THE TASK:
Write out precisely the lines beginning with the line that contains "Each instance of the dark curtain" and ending with the last line of the entries, and no other lines.

ROWS:
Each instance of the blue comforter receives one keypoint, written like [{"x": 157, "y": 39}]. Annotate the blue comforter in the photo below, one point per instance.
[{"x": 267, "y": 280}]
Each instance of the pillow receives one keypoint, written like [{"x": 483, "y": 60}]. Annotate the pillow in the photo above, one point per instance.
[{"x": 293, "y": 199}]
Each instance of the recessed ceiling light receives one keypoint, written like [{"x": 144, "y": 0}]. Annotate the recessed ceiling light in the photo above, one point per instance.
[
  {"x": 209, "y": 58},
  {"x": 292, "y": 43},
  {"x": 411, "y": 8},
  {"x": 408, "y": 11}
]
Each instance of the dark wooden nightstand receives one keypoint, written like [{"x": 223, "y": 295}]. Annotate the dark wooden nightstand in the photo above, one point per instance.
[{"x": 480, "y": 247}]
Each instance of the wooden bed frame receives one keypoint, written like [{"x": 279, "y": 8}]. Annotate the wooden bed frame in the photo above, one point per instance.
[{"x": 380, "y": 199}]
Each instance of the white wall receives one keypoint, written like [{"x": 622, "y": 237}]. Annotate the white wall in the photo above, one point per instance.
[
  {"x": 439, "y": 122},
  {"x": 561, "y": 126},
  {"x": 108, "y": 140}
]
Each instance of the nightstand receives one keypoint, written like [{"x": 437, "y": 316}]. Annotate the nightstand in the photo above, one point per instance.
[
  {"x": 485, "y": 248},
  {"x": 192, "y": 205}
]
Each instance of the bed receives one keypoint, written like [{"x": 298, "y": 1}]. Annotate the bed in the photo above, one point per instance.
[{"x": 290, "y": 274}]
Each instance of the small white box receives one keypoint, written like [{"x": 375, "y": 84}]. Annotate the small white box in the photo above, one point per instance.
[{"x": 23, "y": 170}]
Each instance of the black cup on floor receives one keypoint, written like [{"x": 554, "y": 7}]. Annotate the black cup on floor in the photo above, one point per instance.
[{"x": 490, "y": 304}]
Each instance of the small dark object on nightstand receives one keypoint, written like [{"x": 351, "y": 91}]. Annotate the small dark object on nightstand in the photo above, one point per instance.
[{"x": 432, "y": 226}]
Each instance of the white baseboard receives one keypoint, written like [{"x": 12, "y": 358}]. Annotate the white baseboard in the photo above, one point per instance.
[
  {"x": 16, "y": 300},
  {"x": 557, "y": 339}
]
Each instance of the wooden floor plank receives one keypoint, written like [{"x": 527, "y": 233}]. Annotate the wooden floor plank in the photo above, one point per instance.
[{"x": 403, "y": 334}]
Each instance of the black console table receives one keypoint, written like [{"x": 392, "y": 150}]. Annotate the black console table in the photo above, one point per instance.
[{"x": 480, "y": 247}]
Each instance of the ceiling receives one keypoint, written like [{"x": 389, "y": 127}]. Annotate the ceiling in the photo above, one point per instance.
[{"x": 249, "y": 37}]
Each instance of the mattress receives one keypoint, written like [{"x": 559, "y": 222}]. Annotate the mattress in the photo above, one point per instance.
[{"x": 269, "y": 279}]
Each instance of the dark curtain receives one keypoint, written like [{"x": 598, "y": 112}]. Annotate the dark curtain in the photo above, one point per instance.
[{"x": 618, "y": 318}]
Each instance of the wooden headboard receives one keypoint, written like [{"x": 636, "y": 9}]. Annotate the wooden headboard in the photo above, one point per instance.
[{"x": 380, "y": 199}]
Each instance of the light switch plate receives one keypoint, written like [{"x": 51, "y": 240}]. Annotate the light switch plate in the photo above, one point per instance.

FINISHED ANSWER:
Each instance of the dark curtain receives one keypoint, written like [{"x": 598, "y": 112}]. Annotate the dark curtain in the photo above, one point per instance.
[{"x": 618, "y": 318}]
Each instance of the wooden headboard receives one keypoint, written like [{"x": 636, "y": 9}]. Annotate the wooden headboard in the photo above, one point per instance.
[{"x": 380, "y": 199}]
Each instance of the light switch plate receives one keypoint, written like [{"x": 51, "y": 240}]. Annotate the light switch plate in the photo above, one point per instance.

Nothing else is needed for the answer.